### TO BE DONE:
Reproduce the listing below word for word, from the line that contains "[locate] the lime" through the last line of the listing, including both.

BEGIN

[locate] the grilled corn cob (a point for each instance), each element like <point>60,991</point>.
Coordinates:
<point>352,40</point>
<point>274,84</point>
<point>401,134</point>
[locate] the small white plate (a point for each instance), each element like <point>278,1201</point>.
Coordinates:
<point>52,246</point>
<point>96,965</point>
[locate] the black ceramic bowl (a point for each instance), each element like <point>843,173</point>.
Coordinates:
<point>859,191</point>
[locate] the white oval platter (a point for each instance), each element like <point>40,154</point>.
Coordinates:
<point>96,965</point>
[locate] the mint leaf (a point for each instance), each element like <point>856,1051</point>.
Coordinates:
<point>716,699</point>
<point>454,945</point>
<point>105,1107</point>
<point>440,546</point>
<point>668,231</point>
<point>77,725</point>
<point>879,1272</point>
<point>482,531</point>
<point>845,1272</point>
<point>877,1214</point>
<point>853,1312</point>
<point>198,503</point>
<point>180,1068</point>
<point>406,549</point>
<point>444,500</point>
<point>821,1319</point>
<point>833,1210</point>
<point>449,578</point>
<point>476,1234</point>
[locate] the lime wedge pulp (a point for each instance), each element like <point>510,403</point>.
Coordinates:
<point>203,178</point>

END

### RESULT OF THE TASK:
[locate] the lime wedge pulp (a point for each instance), each element like <point>510,403</point>.
Coordinates:
<point>203,178</point>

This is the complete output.